=== Supplied data ===

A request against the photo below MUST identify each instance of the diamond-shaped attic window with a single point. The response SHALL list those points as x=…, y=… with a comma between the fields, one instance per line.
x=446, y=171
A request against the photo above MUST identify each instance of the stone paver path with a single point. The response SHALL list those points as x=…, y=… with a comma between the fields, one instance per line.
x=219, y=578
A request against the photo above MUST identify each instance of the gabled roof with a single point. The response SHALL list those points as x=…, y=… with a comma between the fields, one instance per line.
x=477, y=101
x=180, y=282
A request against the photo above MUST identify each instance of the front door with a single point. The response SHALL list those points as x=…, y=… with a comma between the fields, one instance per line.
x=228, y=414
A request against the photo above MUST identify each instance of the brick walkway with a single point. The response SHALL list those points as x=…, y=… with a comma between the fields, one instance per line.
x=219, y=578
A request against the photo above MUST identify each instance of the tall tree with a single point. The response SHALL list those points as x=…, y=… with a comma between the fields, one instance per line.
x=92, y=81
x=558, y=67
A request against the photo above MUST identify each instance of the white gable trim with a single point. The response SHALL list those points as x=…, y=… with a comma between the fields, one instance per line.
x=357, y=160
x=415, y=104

===

Write out the lines from the line containing "of the gabled" through the line containing "x=180, y=282", copying each one exactly.

Task result ::
A request against the photo above MUST identify each instance of the gabled roof with a single point. The response SHALL list those points as x=…, y=… with a comma between the fields, one instance per line.
x=477, y=101
x=180, y=282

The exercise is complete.